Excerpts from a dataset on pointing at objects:
************

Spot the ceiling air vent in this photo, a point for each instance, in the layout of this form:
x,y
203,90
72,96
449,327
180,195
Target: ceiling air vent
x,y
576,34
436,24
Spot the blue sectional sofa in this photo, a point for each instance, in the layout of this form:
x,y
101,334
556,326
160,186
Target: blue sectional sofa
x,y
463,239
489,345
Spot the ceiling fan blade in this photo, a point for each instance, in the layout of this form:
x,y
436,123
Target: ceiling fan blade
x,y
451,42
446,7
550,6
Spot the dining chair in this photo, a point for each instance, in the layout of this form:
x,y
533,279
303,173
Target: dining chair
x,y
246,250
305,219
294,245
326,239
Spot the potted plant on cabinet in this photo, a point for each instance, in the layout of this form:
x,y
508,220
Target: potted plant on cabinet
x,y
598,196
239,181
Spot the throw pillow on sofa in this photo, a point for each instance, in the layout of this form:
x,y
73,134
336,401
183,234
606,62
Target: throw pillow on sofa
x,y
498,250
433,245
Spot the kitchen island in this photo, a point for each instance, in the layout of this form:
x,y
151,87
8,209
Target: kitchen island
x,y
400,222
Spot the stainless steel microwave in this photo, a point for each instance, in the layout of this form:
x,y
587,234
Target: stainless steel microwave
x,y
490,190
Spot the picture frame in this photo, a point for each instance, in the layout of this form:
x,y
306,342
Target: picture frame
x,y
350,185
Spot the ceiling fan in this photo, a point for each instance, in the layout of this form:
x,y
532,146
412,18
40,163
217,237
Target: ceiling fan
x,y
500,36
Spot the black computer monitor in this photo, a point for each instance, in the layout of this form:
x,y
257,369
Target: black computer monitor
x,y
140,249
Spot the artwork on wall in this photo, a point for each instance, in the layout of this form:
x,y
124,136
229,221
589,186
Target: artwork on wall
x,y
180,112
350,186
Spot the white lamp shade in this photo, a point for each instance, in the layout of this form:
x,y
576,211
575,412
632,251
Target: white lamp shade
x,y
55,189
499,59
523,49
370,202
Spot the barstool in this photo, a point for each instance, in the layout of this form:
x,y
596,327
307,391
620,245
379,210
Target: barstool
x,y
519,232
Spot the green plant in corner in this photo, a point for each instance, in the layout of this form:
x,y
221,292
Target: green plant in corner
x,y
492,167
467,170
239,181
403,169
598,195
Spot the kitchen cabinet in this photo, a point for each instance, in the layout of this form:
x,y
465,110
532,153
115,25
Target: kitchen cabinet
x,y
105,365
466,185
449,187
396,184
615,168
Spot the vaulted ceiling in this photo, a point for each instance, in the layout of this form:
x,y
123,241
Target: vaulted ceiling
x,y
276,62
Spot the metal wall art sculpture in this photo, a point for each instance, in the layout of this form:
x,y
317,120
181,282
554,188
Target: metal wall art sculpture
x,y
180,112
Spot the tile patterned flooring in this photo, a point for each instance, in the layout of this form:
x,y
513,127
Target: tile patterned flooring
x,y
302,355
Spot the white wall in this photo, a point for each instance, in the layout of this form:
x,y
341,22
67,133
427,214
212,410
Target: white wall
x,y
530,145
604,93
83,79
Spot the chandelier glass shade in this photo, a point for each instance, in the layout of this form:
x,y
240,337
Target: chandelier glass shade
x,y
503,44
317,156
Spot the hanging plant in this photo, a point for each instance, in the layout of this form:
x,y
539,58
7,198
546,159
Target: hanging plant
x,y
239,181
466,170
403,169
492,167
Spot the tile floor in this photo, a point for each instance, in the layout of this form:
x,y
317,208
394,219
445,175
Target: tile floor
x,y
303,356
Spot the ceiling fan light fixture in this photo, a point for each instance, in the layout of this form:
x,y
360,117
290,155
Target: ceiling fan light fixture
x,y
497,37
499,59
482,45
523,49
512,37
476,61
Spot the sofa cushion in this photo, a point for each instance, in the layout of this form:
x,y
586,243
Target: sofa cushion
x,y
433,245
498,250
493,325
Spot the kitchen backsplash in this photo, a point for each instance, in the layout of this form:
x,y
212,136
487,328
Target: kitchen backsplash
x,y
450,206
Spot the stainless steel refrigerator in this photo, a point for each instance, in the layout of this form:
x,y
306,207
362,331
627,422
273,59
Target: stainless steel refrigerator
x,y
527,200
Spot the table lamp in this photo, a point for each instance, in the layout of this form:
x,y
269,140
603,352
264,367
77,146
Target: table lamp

************

Goal of the exercise:
Reproduce every row above word for word, keeping each line intact and in its original order.

Response to the exercise:
Spot the ceiling air vent in this photo, a point for each instance, in the layout of this form:
x,y
203,90
72,96
449,327
180,195
Target: ceiling air vent
x,y
576,34
436,24
Spot the blue sectional sofa in this photo, a point for each instance, in the layout of this form:
x,y
101,334
556,326
160,186
Target: blue sectional sofa
x,y
463,239
489,345
Spot the ceiling fan blade in this photo, a point for each instance, in the layout of this form:
x,y
436,123
Target: ceiling fan blade
x,y
451,42
446,7
550,6
Spot the dining chair in this photo, a point for each instance, in the layout of this form:
x,y
533,279
303,173
Target: dining chair
x,y
246,250
305,219
294,245
326,239
Spot the potted plant on cabinet in this photo, a point for each instance, in the layout of this form:
x,y
508,220
Target: potted plant on cabinet
x,y
598,196
239,181
Spot the throw pillow on sofa in this photo, a point for each instance, in the layout of this form:
x,y
73,134
336,401
183,234
606,62
Target: throw pillow on sofa
x,y
498,250
433,245
Spot the kitchen island in this photo, a point for each instance, in the layout of this form:
x,y
151,87
8,209
Target: kitchen island
x,y
400,222
Spot the stainless steel microwave in this photo, a point for each instance, in the layout of this form:
x,y
587,234
Target: stainless steel microwave
x,y
490,190
Spot the picture frame in this photo, a point for each instance, in the layout of this form:
x,y
306,342
Target: picture frame
x,y
350,185
Spot the ceiling fan in this photo, a point for each instance, in the layout of this form:
x,y
532,146
412,18
40,163
217,237
Target: ceiling fan
x,y
500,36
Spot the black computer monitor in this photo, a point for each instance, in the layout of this form:
x,y
257,369
Target: black computer monitor
x,y
140,249
Spot the artwork on wall in this photo, a point for each instance, in the layout of this form:
x,y
124,136
229,221
589,186
Target: artwork on wall
x,y
180,112
350,186
Spot the white lamp shade in this photo, a point for each instance, in the layout of this form:
x,y
576,211
575,412
632,251
Target: white lamp shade
x,y
55,189
499,59
523,49
370,202
Spot the barstool in this photo, a point for each instance, in the layout of this form:
x,y
596,327
307,391
620,245
379,210
Target: barstool
x,y
519,232
Spot the green plant in corner in this photo, a point for each instance, in the layout of this form:
x,y
221,292
Target: green plant in corner
x,y
492,167
467,170
239,181
403,169
598,195
Spot the kitchen cabinet in this photo, a point for each instance, in the layout of this form:
x,y
465,110
532,153
115,25
Target: kitchen cabinet
x,y
105,365
466,185
449,187
396,184
615,168
Spot the vaulted ceiling in this photo, a point for each instance, in the layout of this form:
x,y
123,241
Target: vaulted ceiling
x,y
276,62
Spot the metal wall art sculpture in this photo, a point for each instance, in the layout of this form:
x,y
317,120
181,282
554,188
Target: metal wall art sculpture
x,y
180,112
Spot the tile patterned flooring in this photo, a point for each instance, in the layout of this form:
x,y
513,127
Target: tile patterned flooring
x,y
302,355
Spot the white wall in this photo, a point for each instance, in the layout of this form:
x,y
341,22
67,133
427,214
212,410
Target: white wall
x,y
530,145
604,93
83,79
Spot the chandelier glass shade in this photo, a point for each instance, in the layout of this form:
x,y
240,337
Target: chandelier glass shade
x,y
503,44
317,156
Spot the hanging plant in this photo, a point for each instance, in the layout of this form:
x,y
539,58
7,198
546,159
Target: hanging plant
x,y
239,181
466,170
403,169
492,167
Spot the tile floor in this photo, a point for each instance, in the layout of this form:
x,y
317,208
394,219
445,175
Target: tile floor
x,y
303,356
Spot the ceiling fan light fixture in this photo, a point for each instance, in the layout of this form:
x,y
360,117
290,155
Target: ceiling fan light fixture
x,y
497,37
499,59
482,45
523,49
512,37
476,61
Spot the sofa cushion in this photo, a point for each instance, in the layout of this form:
x,y
586,243
Target: sofa cushion
x,y
433,245
498,250
493,325
Spot the kitchen backsplash in this photo, a point for each instance, in the layout of this form:
x,y
212,136
487,328
Target: kitchen backsplash
x,y
450,206
Spot the stainless steel refrigerator in this photo, a point for each instance, in the layout of this form:
x,y
306,207
362,331
627,422
273,59
Target: stainless steel refrigerator
x,y
527,200
Spot the table lamp in this photo, a point for each instance, in the layout of this form:
x,y
269,140
603,352
264,367
77,146
Target: table lamp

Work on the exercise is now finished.